Directions for this task: Repeat the records below exactly.

Stored rows:
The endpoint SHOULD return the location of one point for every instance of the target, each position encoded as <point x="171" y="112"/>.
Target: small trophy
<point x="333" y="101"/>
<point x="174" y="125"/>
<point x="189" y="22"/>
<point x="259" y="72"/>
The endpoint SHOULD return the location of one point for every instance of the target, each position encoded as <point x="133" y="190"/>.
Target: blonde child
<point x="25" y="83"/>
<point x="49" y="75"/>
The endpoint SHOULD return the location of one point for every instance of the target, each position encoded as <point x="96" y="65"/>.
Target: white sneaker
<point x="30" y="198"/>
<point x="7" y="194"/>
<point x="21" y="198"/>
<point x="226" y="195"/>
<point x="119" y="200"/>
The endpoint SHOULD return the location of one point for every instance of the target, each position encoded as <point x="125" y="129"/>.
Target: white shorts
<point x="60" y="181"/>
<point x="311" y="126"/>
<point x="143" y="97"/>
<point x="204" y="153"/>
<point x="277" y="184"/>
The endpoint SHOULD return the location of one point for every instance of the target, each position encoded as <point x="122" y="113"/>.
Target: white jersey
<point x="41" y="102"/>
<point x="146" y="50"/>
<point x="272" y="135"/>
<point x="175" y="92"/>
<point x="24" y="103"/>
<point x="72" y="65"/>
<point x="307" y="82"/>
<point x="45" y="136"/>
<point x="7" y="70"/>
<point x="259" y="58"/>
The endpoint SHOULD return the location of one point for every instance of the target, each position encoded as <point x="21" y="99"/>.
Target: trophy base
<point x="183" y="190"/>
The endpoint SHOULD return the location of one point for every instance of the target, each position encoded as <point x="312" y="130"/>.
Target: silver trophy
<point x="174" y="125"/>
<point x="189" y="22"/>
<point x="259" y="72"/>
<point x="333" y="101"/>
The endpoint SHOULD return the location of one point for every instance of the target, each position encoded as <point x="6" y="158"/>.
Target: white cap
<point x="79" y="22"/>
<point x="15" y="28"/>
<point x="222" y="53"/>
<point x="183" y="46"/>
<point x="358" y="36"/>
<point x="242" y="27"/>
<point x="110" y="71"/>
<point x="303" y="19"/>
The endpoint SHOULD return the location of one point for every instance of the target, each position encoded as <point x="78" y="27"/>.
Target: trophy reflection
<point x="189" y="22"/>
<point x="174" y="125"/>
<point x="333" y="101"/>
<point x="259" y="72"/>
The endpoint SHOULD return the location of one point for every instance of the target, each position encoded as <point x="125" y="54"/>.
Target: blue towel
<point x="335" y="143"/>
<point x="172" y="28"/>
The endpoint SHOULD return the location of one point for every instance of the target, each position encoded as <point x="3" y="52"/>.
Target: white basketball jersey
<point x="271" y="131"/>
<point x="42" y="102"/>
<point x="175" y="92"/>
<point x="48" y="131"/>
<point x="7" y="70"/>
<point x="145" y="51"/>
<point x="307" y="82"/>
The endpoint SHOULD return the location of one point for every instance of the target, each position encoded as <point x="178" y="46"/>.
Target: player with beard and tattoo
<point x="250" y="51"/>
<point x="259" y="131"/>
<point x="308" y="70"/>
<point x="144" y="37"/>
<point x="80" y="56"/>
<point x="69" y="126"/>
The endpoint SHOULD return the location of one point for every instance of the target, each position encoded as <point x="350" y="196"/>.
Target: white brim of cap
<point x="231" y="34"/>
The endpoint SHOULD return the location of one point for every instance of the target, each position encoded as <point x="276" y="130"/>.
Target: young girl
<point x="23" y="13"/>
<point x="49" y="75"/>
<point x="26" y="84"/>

Exercise response:
The endpoint SHOULD return the location of one point for every instance of the target, each position encoded as <point x="171" y="112"/>.
Target: small trophy
<point x="333" y="101"/>
<point x="174" y="125"/>
<point x="189" y="22"/>
<point x="259" y="72"/>
The endpoint SHOULD return the location of one point for every instance of the target, each position encoded as <point x="133" y="190"/>.
Target: blonde child
<point x="25" y="83"/>
<point x="49" y="75"/>
The endpoint SHOULD return the location of one point for every instance of the target, each position encoded as <point x="96" y="65"/>.
Target: white sneaker
<point x="30" y="198"/>
<point x="7" y="194"/>
<point x="21" y="198"/>
<point x="226" y="195"/>
<point x="119" y="200"/>
The endpoint SHOULD return the location of one point for every instance of the target, each position encoded as <point x="125" y="129"/>.
Target: white shorts
<point x="60" y="181"/>
<point x="311" y="126"/>
<point x="143" y="97"/>
<point x="204" y="153"/>
<point x="277" y="184"/>
The endpoint SHOULD return the location of one point for every instance of the target, each position encoded as <point x="122" y="113"/>.
Target: white jersey
<point x="41" y="102"/>
<point x="146" y="50"/>
<point x="272" y="135"/>
<point x="175" y="92"/>
<point x="24" y="103"/>
<point x="72" y="65"/>
<point x="307" y="82"/>
<point x="45" y="136"/>
<point x="7" y="70"/>
<point x="259" y="58"/>
The endpoint SHOULD return the location of one point for every instance of the target, each position encoded as <point x="21" y="99"/>.
Target: trophy base
<point x="183" y="190"/>
The endpoint SHOULD return the location of one point for every instance of the target, each position encoded as <point x="312" y="130"/>.
Target: silver trophy
<point x="174" y="125"/>
<point x="189" y="22"/>
<point x="259" y="72"/>
<point x="333" y="101"/>
The endpoint SHOULD return the location of one point for every instance of the target, each position encoded as <point x="6" y="158"/>.
Target: white cap
<point x="79" y="22"/>
<point x="15" y="28"/>
<point x="222" y="53"/>
<point x="183" y="46"/>
<point x="358" y="36"/>
<point x="242" y="27"/>
<point x="110" y="71"/>
<point x="303" y="19"/>
The endpoint SHOULD return the location of one point for every instance of the target, each position encoded as <point x="78" y="27"/>.
Target: trophy reflection
<point x="189" y="22"/>
<point x="174" y="125"/>
<point x="333" y="101"/>
<point x="259" y="72"/>
The endpoint SHOULD return the location of one point for every instance of the target, each position encoded as <point x="125" y="54"/>.
Target: blue towel
<point x="335" y="143"/>
<point x="172" y="28"/>
The endpoint SHOULD return the location of one point for every instance of the target, each position encoded as <point x="3" y="52"/>.
Target: white basketball jersey
<point x="271" y="131"/>
<point x="42" y="102"/>
<point x="175" y="92"/>
<point x="48" y="131"/>
<point x="7" y="70"/>
<point x="145" y="51"/>
<point x="307" y="82"/>
The endpoint SHOULD return the location of one point for every instance of the target, each position encoded as <point x="178" y="46"/>.
Target: player with beard and tattoo
<point x="250" y="51"/>
<point x="259" y="131"/>
<point x="308" y="70"/>
<point x="144" y="37"/>
<point x="80" y="56"/>
<point x="69" y="126"/>
The endpoint SHOULD return the location of one point for every instance of the target, each position encoded as <point x="350" y="196"/>.
Target: white brim of cap
<point x="231" y="34"/>
The endpoint SHOULD return the location of one point for every instance of the target, each position encoded as <point x="276" y="130"/>.
Target: young girl
<point x="23" y="13"/>
<point x="49" y="75"/>
<point x="26" y="84"/>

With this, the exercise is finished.